▶ [WHAT THIS TASK INVOLVES]:
Please repeat every entry exactly as written, but skip the pictures.

▶ [RECORDS TO USE]:

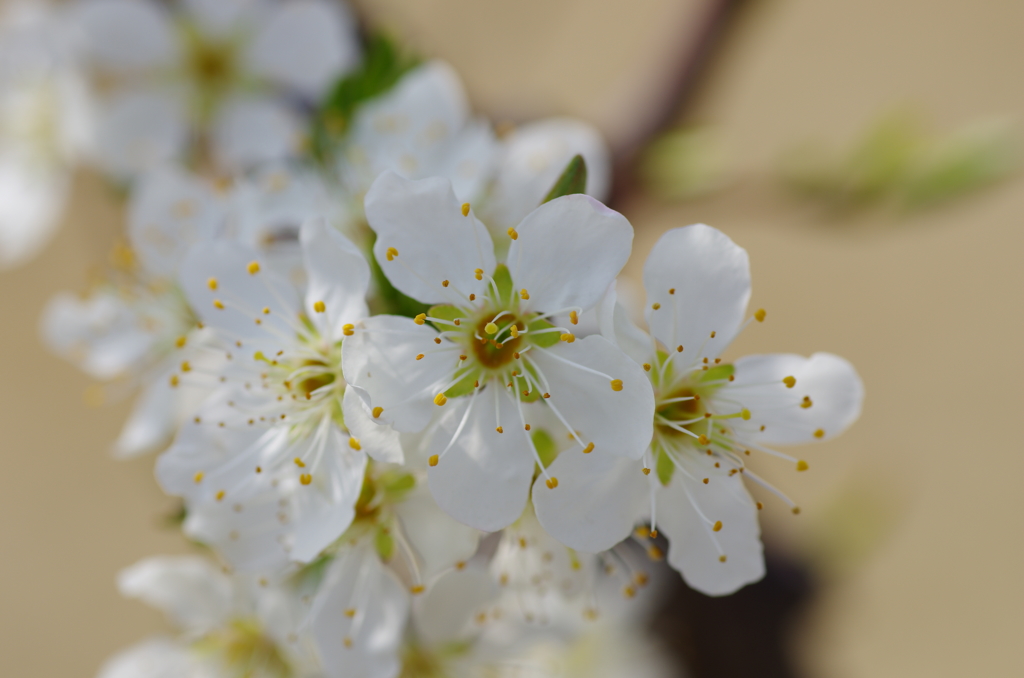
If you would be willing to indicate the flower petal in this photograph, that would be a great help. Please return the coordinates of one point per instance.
(597, 503)
(126, 35)
(367, 643)
(252, 129)
(534, 157)
(379, 361)
(694, 548)
(482, 479)
(192, 591)
(423, 222)
(338, 278)
(711, 277)
(617, 422)
(305, 45)
(170, 211)
(832, 385)
(438, 541)
(567, 252)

▶ [EXERCISE RESPONSE]:
If you would be willing to indicate the flower petal in this photograph, that would be a great help. Please return the coordinates of one point per instance.
(597, 503)
(126, 35)
(367, 643)
(252, 129)
(534, 157)
(379, 361)
(694, 548)
(482, 479)
(192, 591)
(423, 222)
(338, 278)
(711, 277)
(617, 422)
(305, 45)
(170, 211)
(832, 385)
(438, 541)
(567, 252)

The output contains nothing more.